BEGIN Data to process
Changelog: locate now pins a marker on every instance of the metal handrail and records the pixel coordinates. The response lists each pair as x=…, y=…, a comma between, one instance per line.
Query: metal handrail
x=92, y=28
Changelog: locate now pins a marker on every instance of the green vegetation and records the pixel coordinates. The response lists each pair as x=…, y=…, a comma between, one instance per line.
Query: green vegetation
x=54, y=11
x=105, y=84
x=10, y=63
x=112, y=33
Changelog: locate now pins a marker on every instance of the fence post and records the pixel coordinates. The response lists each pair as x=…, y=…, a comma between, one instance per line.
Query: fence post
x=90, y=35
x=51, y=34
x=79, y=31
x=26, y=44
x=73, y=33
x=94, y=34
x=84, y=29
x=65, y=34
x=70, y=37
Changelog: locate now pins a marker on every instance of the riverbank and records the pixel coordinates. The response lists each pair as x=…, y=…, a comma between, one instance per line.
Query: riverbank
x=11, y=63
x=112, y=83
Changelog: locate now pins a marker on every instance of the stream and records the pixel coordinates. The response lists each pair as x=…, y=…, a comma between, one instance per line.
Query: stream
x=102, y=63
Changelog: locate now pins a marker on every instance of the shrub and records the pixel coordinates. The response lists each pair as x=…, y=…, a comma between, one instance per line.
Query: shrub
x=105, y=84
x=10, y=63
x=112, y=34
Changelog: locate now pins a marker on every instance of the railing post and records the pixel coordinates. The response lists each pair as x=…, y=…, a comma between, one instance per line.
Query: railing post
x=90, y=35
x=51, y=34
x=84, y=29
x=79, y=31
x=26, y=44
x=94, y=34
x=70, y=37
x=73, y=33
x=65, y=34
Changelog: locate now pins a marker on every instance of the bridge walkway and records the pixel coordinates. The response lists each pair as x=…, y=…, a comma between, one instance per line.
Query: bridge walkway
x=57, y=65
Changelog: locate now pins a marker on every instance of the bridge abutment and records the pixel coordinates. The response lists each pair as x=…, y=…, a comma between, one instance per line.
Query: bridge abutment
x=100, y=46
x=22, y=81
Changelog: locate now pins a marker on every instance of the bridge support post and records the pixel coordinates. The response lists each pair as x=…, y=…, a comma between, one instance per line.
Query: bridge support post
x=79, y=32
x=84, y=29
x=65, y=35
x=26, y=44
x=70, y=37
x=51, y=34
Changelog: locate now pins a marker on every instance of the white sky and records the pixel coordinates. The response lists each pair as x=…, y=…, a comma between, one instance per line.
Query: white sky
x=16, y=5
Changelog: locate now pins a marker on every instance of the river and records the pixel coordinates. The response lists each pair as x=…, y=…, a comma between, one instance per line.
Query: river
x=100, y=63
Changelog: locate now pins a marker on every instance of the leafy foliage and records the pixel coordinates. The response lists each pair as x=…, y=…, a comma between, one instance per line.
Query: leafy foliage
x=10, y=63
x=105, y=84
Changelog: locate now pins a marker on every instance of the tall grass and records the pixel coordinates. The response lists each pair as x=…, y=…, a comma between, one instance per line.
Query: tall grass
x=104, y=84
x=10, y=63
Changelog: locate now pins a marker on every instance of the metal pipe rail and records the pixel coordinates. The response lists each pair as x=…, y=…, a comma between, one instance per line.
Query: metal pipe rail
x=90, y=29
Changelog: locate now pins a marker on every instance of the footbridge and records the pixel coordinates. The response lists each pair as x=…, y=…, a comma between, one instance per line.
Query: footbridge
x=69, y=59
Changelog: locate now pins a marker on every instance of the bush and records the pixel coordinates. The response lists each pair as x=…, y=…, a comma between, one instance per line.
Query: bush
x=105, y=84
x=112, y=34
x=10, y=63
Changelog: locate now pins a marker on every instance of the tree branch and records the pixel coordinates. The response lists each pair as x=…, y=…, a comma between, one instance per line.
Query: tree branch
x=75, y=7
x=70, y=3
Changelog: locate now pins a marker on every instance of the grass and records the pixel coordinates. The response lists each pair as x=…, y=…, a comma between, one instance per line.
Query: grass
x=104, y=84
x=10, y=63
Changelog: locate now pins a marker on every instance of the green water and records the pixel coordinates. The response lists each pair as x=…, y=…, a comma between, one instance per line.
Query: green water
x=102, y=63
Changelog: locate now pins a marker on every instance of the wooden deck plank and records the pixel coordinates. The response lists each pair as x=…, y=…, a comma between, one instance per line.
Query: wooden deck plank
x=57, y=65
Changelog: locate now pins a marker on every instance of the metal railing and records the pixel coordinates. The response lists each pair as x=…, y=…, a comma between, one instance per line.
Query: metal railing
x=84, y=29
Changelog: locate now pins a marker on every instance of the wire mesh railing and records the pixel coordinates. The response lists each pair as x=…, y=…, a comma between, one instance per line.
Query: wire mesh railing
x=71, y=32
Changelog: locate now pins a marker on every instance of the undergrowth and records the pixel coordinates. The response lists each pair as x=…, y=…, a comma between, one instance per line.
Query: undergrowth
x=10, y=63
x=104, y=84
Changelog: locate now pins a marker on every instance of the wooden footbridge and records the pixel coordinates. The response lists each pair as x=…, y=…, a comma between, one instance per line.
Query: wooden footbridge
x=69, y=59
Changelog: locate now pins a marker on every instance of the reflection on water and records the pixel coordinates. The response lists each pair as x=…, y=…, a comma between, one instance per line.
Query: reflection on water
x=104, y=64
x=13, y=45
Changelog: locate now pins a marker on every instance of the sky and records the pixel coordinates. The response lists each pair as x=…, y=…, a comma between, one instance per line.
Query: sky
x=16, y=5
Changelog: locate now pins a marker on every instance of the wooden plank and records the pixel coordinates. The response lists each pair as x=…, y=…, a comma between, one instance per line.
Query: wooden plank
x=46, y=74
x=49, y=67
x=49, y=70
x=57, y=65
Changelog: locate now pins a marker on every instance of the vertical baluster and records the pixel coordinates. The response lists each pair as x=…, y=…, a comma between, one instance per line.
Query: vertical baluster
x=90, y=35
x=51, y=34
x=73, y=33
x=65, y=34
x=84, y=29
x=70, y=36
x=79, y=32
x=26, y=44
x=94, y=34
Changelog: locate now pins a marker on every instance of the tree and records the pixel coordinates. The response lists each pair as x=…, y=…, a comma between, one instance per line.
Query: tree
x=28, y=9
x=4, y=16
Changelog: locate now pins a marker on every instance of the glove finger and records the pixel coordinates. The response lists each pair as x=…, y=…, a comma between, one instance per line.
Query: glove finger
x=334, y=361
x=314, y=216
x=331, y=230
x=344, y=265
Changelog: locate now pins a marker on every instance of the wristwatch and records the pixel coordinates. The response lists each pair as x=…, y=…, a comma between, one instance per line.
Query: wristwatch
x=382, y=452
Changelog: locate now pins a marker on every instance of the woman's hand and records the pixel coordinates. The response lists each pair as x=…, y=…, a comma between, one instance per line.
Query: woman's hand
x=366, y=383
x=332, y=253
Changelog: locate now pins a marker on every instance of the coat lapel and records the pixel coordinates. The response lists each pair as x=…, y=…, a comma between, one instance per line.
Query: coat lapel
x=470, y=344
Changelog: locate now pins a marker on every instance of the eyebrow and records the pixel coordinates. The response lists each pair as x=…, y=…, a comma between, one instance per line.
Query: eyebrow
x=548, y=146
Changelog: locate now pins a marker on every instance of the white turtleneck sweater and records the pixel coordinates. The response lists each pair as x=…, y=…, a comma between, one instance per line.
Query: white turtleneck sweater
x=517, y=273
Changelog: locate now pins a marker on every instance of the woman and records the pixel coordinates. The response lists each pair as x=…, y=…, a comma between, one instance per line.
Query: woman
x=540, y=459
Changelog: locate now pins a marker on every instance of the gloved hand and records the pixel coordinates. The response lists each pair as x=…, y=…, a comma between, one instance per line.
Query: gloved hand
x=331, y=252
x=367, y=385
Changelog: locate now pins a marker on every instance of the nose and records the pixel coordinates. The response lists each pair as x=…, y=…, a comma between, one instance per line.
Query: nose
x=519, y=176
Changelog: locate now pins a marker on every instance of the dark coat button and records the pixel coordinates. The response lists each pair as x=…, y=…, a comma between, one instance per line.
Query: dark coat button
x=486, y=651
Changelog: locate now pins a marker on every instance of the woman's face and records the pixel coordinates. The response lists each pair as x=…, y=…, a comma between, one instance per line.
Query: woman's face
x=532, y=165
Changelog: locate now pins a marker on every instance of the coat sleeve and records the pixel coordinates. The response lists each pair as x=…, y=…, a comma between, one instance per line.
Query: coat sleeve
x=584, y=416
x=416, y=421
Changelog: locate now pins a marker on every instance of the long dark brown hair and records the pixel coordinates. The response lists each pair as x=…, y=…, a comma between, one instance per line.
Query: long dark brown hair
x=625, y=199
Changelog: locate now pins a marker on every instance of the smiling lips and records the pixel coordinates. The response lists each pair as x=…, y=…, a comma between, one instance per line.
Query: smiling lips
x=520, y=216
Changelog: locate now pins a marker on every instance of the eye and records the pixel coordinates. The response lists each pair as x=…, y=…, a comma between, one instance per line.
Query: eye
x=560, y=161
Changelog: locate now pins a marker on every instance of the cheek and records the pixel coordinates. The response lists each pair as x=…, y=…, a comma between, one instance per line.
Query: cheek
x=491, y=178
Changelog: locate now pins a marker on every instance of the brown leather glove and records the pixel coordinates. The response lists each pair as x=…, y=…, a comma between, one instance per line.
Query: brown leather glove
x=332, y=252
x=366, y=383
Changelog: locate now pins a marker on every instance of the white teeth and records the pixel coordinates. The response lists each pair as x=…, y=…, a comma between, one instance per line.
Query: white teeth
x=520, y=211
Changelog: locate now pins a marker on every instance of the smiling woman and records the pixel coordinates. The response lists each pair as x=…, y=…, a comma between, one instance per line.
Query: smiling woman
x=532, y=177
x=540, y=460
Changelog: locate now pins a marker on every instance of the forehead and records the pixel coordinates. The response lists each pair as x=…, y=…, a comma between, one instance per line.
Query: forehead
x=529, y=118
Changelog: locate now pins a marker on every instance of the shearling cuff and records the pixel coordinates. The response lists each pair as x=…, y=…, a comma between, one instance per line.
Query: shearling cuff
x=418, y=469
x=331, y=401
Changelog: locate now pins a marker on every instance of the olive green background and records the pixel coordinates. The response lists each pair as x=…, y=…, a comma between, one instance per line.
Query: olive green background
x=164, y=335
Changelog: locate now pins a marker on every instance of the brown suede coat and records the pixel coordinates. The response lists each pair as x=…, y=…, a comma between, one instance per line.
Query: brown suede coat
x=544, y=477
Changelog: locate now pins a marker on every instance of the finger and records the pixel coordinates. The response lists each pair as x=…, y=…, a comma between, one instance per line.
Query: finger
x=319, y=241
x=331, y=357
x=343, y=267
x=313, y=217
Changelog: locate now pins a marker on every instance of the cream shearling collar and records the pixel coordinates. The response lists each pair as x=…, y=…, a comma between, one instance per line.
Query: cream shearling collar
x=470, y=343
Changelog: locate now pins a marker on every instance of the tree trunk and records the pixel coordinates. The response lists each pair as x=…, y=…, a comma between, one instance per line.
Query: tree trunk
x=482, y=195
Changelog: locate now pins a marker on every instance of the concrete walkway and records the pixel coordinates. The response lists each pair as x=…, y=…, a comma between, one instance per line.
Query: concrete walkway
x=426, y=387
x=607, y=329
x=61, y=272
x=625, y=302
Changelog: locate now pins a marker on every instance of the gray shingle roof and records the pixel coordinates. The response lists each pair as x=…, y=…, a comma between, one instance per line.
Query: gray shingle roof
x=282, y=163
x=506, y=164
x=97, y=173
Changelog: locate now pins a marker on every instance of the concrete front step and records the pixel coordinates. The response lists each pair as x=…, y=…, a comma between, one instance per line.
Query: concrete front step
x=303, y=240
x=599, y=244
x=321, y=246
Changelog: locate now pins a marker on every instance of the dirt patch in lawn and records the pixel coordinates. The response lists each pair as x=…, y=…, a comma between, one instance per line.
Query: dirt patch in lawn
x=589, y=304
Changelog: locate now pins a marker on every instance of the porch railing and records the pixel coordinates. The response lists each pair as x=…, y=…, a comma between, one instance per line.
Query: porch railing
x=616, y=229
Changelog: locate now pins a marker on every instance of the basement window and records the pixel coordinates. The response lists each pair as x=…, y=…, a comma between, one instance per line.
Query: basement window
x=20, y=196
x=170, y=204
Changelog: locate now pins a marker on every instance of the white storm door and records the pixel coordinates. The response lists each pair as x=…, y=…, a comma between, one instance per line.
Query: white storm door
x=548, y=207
END Data to process
Exactly the lines above from the one with "of the fence" to the one with "the bridge support", both included, are to be quoted; leave the rest out.

Changelog: locate now pins a marker on every instance of the fence post and records the pixel coordinates. The response lists each pair as x=…, y=…, a comma between, one instance per line.
Query: fence post
x=90, y=35
x=51, y=34
x=79, y=31
x=26, y=44
x=73, y=33
x=94, y=34
x=84, y=29
x=65, y=34
x=70, y=37
Changelog: locate now pins a marker on every instance of the riverbank and records the pixel coordinates. The response lists each pair as x=…, y=…, a comma between, one instance per line.
Query: riverbank
x=11, y=63
x=112, y=83
Changelog: locate now pins a marker on every instance of the stream and records the pixel coordinates. The response lists each pair as x=…, y=…, a comma between, one instance per line.
Query: stream
x=102, y=63
Changelog: locate now pins a marker on every instance of the shrub and records the pixel coordinates. The response lists each pair as x=…, y=…, a comma between, one instance per line.
Query: shrub
x=105, y=84
x=10, y=63
x=112, y=34
Changelog: locate now pins a marker on every instance of the railing post and records the pixel coordinates. The response lists each pair as x=…, y=…, a comma between, one instance per line.
Query: railing post
x=90, y=35
x=51, y=34
x=84, y=29
x=79, y=31
x=26, y=44
x=94, y=34
x=70, y=37
x=73, y=33
x=65, y=34
Changelog: locate now pins a marker on every instance of the bridge walkway and records the pixel coordinates. The response lists each pair as x=…, y=…, a comma between, one instance per line.
Query: bridge walkway
x=57, y=65
Changelog: locate now pins a marker on every instance of the bridge abutment and records the pixel coordinates. The response lists each pair as x=…, y=…, a comma between, one instance per line.
Query: bridge abutment
x=100, y=46
x=22, y=81
Changelog: locate now pins a marker on every instance of the bridge support post and records the pixel coordinates. The response lists each pair as x=…, y=…, a comma between, one instance per line.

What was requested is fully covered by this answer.